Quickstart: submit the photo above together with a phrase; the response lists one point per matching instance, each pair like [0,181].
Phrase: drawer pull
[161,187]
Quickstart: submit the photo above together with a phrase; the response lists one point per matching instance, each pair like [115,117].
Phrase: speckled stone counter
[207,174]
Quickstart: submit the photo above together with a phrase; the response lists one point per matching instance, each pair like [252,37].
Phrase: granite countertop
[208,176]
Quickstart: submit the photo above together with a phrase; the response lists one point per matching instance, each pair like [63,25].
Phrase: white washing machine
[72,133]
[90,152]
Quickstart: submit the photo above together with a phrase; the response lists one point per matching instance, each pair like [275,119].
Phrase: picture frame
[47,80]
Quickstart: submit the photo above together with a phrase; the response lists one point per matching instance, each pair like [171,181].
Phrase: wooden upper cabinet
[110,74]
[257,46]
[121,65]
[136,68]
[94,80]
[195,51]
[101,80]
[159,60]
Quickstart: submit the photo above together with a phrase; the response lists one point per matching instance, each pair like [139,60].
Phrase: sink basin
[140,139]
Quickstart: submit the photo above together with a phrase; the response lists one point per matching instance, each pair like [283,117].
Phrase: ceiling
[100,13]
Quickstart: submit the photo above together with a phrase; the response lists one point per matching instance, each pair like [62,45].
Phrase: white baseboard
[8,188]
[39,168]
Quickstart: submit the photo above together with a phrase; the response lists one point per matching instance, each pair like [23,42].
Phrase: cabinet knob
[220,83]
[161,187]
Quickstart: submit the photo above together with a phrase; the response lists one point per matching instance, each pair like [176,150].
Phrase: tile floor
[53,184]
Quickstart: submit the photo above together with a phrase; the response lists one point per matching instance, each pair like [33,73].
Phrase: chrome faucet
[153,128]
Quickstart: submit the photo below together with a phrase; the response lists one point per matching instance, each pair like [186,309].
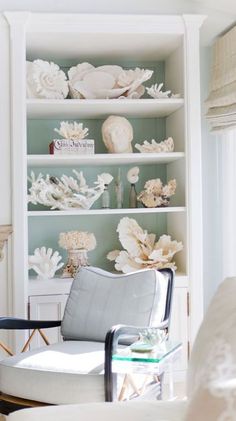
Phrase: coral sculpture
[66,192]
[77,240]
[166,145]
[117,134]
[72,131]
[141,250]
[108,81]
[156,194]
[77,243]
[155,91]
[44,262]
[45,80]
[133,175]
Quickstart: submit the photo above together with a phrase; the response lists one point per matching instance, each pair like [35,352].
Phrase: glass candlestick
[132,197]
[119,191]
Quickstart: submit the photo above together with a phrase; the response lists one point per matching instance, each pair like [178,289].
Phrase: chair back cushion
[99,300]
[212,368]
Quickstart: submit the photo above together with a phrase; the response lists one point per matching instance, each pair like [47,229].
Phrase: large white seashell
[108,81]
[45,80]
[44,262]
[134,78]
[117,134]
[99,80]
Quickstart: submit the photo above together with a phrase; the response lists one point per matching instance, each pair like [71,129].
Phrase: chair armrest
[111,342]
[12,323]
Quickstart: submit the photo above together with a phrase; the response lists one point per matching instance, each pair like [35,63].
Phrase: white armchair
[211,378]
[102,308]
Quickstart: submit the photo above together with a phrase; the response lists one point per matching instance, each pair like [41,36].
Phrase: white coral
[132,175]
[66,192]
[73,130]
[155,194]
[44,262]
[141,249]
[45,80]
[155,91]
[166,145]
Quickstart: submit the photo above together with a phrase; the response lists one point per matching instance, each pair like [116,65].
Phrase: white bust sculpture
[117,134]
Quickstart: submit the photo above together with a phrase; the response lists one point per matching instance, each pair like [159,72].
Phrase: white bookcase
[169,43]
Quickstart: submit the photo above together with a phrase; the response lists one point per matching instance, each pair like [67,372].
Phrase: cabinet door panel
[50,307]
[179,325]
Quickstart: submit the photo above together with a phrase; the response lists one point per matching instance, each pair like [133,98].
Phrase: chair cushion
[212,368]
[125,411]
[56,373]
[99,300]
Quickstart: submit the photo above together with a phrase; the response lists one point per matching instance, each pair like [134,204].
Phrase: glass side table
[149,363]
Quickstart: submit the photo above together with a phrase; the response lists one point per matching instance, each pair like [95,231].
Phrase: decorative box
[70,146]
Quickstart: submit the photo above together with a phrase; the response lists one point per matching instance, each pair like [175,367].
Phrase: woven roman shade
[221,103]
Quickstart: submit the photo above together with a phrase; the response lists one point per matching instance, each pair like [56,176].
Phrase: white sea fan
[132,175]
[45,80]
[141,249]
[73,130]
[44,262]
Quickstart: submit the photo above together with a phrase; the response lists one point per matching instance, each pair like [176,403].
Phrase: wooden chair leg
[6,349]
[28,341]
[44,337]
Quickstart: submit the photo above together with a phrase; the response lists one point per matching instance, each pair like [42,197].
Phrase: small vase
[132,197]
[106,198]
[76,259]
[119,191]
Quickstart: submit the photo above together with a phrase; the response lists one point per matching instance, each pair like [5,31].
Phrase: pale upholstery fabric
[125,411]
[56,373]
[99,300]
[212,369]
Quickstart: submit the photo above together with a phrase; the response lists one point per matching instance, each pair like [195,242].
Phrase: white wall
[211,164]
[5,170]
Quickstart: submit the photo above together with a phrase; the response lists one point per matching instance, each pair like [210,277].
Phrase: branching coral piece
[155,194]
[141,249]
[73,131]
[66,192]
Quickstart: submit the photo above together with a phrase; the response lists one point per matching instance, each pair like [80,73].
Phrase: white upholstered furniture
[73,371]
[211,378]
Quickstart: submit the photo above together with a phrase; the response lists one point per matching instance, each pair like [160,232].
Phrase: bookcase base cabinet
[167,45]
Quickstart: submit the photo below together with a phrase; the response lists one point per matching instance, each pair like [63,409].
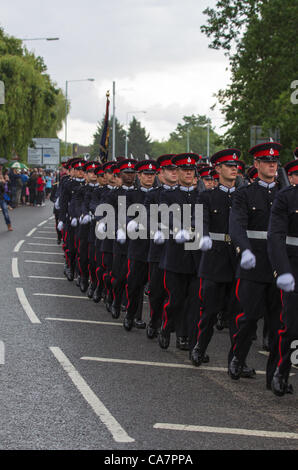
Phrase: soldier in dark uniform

#####

#### [INSTRUCTIONS TO FOLLOW]
Check each line of the listing above for the string "below", then please give the number of lines where it appears and nothing else.

#### [WRITTEN RESPONSE]
2